- _DIRECTIONS_
Format the lines below, from the one containing "Tag one point on each instance of the dark treeline" through the last line, as a JSON list of strings with one string per line and no blank lines.

## START

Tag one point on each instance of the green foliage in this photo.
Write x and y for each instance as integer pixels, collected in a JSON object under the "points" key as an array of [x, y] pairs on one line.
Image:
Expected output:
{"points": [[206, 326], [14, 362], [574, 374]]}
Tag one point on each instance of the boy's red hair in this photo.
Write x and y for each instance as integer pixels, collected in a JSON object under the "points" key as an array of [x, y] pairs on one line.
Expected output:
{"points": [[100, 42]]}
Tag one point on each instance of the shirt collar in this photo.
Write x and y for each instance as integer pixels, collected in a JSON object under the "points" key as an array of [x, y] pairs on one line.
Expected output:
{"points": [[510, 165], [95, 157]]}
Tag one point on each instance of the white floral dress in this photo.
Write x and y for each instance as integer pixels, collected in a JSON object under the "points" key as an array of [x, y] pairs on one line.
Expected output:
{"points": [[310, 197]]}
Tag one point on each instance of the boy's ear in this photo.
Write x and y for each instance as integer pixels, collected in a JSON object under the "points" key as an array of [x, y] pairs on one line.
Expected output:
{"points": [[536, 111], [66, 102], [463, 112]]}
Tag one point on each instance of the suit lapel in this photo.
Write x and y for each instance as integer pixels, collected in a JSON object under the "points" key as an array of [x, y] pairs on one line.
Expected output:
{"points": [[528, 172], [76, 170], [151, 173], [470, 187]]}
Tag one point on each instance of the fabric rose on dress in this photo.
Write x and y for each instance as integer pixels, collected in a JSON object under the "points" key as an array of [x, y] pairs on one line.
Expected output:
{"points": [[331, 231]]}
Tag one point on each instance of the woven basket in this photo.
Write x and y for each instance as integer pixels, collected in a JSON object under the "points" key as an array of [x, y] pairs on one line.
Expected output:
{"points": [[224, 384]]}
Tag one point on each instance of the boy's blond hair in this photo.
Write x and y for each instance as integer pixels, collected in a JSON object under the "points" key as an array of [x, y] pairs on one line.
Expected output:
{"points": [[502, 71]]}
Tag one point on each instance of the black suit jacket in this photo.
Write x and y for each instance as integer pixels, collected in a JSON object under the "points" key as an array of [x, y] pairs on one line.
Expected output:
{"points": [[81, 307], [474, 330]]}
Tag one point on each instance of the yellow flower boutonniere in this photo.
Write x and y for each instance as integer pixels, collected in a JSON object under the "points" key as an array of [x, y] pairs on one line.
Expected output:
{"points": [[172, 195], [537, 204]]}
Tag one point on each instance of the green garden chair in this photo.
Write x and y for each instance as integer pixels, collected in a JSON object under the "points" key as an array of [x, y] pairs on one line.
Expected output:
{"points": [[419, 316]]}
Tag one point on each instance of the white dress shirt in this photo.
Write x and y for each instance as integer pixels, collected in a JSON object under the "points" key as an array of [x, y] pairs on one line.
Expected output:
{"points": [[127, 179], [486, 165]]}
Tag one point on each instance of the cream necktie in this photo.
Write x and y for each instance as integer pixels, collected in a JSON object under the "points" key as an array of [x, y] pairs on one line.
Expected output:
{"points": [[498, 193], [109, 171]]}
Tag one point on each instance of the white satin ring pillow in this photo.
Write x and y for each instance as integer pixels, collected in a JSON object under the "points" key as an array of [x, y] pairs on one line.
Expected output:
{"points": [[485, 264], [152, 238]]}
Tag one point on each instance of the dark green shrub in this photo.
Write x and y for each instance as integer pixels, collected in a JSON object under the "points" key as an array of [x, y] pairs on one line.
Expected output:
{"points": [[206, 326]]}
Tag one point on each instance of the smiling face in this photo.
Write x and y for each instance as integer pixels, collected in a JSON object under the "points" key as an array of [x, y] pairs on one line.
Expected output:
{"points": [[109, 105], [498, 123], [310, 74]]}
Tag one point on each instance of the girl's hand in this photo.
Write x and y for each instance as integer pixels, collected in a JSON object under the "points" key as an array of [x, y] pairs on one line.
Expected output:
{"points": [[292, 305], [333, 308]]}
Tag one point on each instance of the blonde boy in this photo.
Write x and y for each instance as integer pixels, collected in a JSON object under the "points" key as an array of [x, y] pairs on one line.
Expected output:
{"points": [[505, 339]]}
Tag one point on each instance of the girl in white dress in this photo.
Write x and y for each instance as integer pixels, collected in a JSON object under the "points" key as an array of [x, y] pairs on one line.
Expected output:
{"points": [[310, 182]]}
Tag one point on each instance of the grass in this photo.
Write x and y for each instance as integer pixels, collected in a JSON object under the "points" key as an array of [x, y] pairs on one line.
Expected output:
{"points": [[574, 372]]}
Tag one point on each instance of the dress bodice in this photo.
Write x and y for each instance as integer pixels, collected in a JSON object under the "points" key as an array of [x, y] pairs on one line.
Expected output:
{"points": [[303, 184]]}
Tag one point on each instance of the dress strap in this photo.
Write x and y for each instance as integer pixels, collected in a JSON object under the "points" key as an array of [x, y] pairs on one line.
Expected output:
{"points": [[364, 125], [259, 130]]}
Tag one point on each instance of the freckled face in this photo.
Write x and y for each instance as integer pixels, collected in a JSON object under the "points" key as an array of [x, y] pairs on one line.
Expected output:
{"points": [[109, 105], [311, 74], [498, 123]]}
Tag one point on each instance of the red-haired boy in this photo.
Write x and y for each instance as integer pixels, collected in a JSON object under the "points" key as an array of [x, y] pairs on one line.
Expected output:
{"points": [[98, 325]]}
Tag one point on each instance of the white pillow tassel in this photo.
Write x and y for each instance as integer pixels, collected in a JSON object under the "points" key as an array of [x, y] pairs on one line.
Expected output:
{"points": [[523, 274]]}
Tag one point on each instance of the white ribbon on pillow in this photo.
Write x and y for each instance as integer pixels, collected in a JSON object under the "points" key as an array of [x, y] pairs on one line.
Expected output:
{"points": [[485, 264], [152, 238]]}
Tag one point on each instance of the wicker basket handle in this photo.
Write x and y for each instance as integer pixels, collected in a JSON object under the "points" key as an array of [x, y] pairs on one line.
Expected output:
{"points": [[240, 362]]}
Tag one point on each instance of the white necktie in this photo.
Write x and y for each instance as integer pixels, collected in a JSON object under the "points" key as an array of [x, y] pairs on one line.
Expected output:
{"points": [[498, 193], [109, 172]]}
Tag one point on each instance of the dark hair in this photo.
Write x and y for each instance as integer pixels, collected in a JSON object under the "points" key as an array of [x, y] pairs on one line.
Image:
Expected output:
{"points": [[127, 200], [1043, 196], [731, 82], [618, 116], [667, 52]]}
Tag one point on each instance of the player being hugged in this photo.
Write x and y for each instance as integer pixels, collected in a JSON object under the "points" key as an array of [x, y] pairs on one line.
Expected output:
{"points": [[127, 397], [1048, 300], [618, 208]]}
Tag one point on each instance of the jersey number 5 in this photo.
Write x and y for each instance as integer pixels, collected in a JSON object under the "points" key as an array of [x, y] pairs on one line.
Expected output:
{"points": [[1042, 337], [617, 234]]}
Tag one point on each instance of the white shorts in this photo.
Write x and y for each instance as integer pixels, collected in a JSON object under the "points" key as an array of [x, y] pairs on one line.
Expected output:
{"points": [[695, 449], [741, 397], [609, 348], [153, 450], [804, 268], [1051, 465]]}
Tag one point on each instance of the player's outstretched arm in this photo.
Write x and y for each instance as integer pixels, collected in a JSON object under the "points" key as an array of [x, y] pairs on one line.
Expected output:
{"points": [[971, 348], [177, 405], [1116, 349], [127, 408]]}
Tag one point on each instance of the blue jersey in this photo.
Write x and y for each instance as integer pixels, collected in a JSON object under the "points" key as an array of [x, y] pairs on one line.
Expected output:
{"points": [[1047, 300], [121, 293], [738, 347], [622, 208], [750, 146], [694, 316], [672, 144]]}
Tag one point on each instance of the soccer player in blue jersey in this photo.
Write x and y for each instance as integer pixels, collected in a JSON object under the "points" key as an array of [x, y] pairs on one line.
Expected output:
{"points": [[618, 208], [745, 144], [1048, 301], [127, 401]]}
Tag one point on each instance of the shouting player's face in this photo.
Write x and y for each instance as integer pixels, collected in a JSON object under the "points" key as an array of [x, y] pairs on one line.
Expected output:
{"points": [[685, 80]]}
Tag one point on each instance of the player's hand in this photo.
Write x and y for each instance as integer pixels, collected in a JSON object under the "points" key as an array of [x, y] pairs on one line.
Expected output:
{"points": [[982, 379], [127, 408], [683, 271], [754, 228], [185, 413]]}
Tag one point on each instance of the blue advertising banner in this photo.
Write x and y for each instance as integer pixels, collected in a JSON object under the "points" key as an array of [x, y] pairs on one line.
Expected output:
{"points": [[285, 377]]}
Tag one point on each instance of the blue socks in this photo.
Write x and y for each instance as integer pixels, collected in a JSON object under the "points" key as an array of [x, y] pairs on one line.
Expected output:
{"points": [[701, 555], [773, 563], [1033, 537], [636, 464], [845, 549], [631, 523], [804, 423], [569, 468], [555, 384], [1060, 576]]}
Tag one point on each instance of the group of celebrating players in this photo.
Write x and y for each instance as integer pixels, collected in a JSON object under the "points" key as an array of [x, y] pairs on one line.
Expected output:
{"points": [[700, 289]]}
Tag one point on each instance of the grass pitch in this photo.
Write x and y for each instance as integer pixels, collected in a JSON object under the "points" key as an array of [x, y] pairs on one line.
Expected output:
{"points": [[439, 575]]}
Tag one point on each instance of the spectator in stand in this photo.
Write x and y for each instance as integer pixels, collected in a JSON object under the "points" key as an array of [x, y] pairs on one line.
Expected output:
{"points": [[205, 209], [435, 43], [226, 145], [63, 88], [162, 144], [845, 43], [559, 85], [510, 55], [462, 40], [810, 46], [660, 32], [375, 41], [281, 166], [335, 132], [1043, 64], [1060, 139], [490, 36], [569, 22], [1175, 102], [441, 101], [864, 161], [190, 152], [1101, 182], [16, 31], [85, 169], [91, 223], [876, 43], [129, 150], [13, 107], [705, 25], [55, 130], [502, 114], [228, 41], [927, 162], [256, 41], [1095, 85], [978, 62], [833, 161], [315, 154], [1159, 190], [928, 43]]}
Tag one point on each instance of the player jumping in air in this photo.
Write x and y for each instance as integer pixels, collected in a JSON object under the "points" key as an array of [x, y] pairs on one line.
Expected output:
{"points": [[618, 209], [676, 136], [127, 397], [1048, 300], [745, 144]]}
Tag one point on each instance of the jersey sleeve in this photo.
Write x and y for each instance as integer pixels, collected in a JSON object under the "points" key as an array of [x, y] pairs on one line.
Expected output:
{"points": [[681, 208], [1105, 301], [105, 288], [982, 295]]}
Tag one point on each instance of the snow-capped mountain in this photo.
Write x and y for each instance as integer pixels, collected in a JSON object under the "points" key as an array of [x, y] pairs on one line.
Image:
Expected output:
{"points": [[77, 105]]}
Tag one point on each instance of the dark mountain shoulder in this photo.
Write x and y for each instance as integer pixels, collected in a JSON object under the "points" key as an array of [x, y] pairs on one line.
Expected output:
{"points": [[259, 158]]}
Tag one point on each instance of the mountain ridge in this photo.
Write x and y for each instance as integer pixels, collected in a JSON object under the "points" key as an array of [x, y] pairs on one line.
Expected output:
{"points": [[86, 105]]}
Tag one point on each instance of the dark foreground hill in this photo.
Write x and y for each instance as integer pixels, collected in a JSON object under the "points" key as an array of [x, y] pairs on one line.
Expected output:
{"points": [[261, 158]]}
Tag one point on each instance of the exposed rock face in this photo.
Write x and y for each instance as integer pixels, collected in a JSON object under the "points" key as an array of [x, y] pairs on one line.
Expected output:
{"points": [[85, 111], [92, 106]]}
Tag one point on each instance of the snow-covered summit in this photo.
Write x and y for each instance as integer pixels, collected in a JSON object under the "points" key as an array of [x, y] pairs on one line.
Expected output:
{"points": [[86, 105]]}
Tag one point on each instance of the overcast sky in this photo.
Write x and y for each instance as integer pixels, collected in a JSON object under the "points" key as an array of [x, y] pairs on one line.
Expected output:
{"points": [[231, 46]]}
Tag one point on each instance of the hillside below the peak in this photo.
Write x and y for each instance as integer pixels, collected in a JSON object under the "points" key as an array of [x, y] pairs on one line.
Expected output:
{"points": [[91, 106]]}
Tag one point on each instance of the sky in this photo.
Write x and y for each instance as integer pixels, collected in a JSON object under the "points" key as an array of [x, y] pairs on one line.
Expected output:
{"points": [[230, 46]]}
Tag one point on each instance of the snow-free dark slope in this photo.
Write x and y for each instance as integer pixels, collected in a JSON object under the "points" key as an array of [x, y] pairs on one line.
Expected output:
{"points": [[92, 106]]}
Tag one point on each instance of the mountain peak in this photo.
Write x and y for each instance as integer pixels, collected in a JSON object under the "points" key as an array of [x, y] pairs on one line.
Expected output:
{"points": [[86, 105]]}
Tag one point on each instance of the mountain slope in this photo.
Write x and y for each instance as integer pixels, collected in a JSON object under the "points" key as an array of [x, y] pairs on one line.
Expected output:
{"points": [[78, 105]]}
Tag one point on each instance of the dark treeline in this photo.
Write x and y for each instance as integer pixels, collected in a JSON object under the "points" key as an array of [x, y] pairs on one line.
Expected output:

## END

- _RESULT FOR THIS EXERCISE_
[
  "Tag one point on each instance of the dark treeline in this photo.",
  "Write x and y for each instance as integer pixels, collected in a JSON object under the \"points\" key as an array of [x, y] pairs on one line.",
  "Expected output:"
]